What to do => Exactly reproduce the lines beginning with the line that includes "this might be easy — spot the sheep tail" and ending with the last line of the data.

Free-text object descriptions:
--*--
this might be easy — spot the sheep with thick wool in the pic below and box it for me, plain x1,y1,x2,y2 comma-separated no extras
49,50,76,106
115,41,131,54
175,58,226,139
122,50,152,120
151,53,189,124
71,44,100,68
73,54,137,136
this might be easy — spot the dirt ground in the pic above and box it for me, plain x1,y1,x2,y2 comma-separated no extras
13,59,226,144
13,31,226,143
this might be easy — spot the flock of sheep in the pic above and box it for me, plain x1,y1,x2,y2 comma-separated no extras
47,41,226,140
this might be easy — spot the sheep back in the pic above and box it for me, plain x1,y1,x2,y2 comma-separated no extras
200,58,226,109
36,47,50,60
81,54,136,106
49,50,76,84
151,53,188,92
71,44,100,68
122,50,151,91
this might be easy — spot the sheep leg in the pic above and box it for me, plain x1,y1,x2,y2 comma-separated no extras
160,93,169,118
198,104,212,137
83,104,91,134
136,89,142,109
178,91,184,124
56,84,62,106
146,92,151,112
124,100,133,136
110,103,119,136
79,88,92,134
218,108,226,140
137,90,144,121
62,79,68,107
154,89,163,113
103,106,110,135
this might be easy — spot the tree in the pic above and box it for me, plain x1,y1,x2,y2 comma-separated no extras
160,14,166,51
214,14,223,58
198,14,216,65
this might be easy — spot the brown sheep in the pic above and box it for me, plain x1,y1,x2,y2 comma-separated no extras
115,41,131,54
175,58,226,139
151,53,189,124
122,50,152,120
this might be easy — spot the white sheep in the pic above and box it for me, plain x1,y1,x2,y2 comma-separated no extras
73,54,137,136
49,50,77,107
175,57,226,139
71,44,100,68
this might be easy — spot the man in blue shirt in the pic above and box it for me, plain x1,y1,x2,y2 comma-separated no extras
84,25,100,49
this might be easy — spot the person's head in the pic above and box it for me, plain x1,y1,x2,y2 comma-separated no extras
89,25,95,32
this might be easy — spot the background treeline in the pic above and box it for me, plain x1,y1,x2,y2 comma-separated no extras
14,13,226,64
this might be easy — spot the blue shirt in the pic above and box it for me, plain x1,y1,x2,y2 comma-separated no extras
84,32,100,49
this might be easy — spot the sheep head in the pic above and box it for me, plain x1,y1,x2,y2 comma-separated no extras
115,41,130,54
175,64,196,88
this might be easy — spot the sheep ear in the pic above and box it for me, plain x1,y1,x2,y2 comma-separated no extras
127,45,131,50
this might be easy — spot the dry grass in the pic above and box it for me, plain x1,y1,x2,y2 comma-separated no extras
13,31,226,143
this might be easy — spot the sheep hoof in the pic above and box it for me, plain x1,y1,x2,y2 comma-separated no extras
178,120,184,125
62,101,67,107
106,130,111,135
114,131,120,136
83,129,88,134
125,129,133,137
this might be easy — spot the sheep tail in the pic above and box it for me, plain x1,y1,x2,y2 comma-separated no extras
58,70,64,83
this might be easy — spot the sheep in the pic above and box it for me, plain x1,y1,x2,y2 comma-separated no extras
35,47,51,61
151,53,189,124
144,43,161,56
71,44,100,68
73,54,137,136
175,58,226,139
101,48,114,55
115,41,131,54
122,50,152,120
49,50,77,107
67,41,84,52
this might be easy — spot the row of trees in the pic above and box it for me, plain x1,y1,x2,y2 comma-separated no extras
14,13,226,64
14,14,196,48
--*--
Your response =>
this might be easy — spot the sheep tail in the pic above and box it for me, plain x1,y1,x2,y2 comma-separated no extras
58,70,64,83
this might be easy — spot the sheep in the pic above and box it for me, plain x1,y1,x2,y2 comma-separated no extras
35,47,51,61
151,53,189,124
144,43,161,56
71,44,100,68
73,54,137,136
175,58,226,139
101,48,114,55
115,41,131,54
122,50,152,120
49,50,77,107
67,41,84,52
this might be easy — spot the row of trees in the pic above and box it for me, plain x1,y1,x2,y2 comma-separated no extras
14,13,226,64
14,14,196,48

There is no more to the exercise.